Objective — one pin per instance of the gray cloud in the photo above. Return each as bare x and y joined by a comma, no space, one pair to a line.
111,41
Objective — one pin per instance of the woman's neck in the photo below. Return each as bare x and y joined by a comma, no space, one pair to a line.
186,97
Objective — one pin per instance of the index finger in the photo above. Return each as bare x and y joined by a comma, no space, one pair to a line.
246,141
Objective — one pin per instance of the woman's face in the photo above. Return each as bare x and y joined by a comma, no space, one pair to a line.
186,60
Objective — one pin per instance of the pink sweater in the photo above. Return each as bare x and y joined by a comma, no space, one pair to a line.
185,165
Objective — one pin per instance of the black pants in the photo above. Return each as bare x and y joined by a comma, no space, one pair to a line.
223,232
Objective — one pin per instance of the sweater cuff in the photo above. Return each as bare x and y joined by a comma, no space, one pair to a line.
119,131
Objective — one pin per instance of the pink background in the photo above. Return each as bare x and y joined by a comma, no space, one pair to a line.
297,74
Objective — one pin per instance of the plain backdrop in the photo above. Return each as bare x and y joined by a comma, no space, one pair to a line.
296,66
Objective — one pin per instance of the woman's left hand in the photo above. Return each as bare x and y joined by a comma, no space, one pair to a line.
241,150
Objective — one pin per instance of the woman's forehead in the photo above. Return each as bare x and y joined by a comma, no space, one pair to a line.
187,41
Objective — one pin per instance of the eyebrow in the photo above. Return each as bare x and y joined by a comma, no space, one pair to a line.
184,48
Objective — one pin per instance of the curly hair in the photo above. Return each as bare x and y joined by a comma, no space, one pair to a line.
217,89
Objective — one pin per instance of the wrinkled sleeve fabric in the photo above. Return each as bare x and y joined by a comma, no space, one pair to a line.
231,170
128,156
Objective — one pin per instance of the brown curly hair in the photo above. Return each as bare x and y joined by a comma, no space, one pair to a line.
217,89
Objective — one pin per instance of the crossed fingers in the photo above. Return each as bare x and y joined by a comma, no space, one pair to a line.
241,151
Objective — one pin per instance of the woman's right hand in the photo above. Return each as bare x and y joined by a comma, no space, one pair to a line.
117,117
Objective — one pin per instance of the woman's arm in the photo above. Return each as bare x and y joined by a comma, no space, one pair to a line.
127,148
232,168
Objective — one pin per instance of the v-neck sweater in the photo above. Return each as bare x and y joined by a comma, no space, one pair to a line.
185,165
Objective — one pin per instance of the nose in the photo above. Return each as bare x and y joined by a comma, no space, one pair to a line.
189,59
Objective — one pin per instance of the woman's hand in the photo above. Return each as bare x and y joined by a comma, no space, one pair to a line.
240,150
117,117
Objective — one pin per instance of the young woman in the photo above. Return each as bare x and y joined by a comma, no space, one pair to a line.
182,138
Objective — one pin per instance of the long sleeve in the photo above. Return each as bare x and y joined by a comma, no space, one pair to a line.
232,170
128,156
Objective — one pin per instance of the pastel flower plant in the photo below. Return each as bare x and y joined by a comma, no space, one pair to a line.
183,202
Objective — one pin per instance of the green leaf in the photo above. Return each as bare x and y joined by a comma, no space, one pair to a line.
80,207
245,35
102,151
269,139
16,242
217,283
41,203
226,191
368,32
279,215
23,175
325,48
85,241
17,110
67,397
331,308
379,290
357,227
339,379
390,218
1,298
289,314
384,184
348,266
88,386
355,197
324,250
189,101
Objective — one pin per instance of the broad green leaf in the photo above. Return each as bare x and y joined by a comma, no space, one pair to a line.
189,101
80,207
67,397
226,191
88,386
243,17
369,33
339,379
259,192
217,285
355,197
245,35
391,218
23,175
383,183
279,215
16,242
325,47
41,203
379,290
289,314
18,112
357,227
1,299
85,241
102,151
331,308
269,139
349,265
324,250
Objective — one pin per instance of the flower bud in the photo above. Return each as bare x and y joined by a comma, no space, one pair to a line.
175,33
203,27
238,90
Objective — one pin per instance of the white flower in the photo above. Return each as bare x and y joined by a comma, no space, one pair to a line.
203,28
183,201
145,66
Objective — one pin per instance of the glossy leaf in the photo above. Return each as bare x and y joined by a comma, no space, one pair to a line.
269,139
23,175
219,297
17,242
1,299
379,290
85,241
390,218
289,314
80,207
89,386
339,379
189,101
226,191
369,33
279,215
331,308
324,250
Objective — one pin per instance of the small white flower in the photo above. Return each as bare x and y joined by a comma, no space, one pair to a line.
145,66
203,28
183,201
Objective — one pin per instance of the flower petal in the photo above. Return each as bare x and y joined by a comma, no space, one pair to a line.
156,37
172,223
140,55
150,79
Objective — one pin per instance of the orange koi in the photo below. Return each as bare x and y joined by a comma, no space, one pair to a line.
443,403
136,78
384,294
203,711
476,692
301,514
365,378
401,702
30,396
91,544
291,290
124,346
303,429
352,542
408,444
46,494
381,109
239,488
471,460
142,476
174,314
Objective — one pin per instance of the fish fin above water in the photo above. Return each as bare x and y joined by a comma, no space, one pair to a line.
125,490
____________________
→ **Stated task**: In full and verbatim, repeat the records given above.

→ **Correct answer**:
Objective — one pin per instance of the gray cloud in the photo above. Return each as bare x and y joined by a comma, no space, one pair to a line.
111,41
Objective — one pin per instance of the woman's neck in the photo below. Return each as bare x and y joined by a comma, no space, one pair to a line.
186,97
Objective — one pin per instance of the index finger in the photo above. Return each as bare x and y joined by a comma, no space, one pair to a line.
246,141
Objective — one pin per instance of the woman's face in the photo above. Return each as bare x and y joined by a comma, no space, one pair to a line.
186,60
Objective — one pin per instance of the pink sweater in the photo above. Return each as bare x and y joined by a comma, no space, one pair to a line.
185,165
Objective — one pin per instance of the black pants in the photo above. Return each as bare x and y joined by a comma, no space, one pair to a line.
223,232
Objective — one pin per instance of the sweater cuff in the photo above. Return each as bare x and y joined by a comma, no space, one pair to a line.
119,131
Objective — one pin per instance of the pink background in the photo above. Return each as bare x and y joined by a comma, no space, one pair to a line.
297,74
Objective — one pin per instance of the plain backdrop in the photo above. Return each as bare x and y joined by a comma, no space, one pair to a line.
296,66
Objective — one pin per instance of the woman's left hand in the photo above. Return each as bare x and y joined by a comma, no space, one pair to a line.
241,150
Objective — one pin per instance of the woman's forehead in the photo above. Return each as bare x and y joined by a comma, no space, one pair to a line.
187,41
Objective — one pin per instance of the eyebrow in the photo above. Return each as bare x and y joined by a comma, no space, one pair to a line.
184,48
Objective — one pin per instance of the curly hair in the photo above. Return each as bare x and y joined by a comma, no space, one pair to a line.
217,89
Objective — one pin per instance of the wrinkled sleeve fabric in the photo above. Return each as bare x and y joined by a comma, no space, one pair to a line.
231,170
128,156
Objective — one pin per instance of the brown curly hair in the photo above. Return each as bare x and y joined by a comma, no space, one pair to a line.
217,89
Objective — one pin per instance of the crossed fingers in the photo above. Return each as bare x and y joined by a comma, no space, one pair to a line.
241,151
Objective — one pin per instance of the woman's right hand in the photo above. Return each as bare x and y joined by a comma, no space, one pair to a line.
117,117
Objective — one pin per instance of the woman's arm in the photo above. Return each as bare x and y joined by a comma, no space, one pair to a line.
127,148
232,168
Objective — one pin per instance of the v-neck sweater in the photo above. Return each as bare x and y joined by a comma, no space, one pair to a line.
185,165
Objective — one pin per instance of the nose in the photo above. Return each as bare x and y joined by a comma, no space, one pair to a line.
189,59
Objective — one pin per instance of the woman's hand in the photo above. Return each as bare x and y joined by a comma, no space, one pair to a line.
240,150
117,117
Objective — one pin per instance of the young woman in the photo above. Return each as bare x and y joined by a comma, no space, one pair to a line.
182,138
Objective — one pin per instance of the long sleeve in the photo above. Return each as bare x and y joined by a comma, no space, one pair to a line.
232,170
128,156
Objective — one pin per instance of the pastel flower plant in the photo below. Return each as bare x and y joined by a comma, no space, one pair to a line.
183,202
Objective — one pin per instance of the green leaf in the photo above. Return each as bare x and y joined by a comma, no space, one pair to a line.
80,207
245,35
102,151
269,139
16,242
217,283
41,203
226,191
368,32
279,215
23,175
325,48
85,241
17,110
67,397
331,308
379,290
357,227
339,379
390,218
1,298
289,314
384,184
348,266
88,386
355,197
324,250
189,101
Objective — one pin per instance of the broad green leaf in the photo above. Return each as bare x and y joined by a comma, no space, one pair to a line.
189,101
80,207
67,397
226,191
88,386
243,17
369,33
339,379
259,192
217,285
355,197
245,35
391,218
23,175
383,183
279,215
16,242
325,47
41,203
379,290
289,314
18,112
357,227
1,299
85,241
102,151
331,308
269,139
349,265
324,250
Objective — one pin per instance of the flower bud in the photo above. Return each as bare x and y joined by a comma, no space, one pair to a line.
175,33
203,27
238,90
Objective — one pin per instance of the white flower in the photo above. Return each as bare x and y joined by a comma, no space, one pair to a line.
203,28
183,201
145,66
Objective — one pin per instance of the glossy leaf in the photo above. Return each as bare x and y joined by a comma, no space, one pair to a line.
269,139
23,175
219,297
17,242
1,299
379,290
85,241
390,218
289,314
80,207
89,386
339,379
189,101
226,191
369,33
279,215
331,308
324,250
Objective — one pin per instance of the small white flower in the photo above. Return each as bare x and y joined by a comma, no space, one pair to a line.
145,66
203,28
183,201
Objective — one pin per instance of the flower petal in the photo above. Return each as bare x and y joined by a comma, no space, one pair to a line.
156,37
172,223
140,55
150,79
Objective — one pin per instance of the orange koi in the photo below. Return each as bare x and y joined by a comma, no space, one pair to a line.
443,403
136,78
384,294
203,711
476,692
301,514
365,378
401,702
30,396
91,544
291,290
124,346
303,429
352,542
408,444
46,494
381,109
239,488
471,460
142,476
174,314
Objective — one pin per instance of the fish fin above water in the photo above. Return each as bare x and y joined by a comma, no space, one pair to a line.
125,490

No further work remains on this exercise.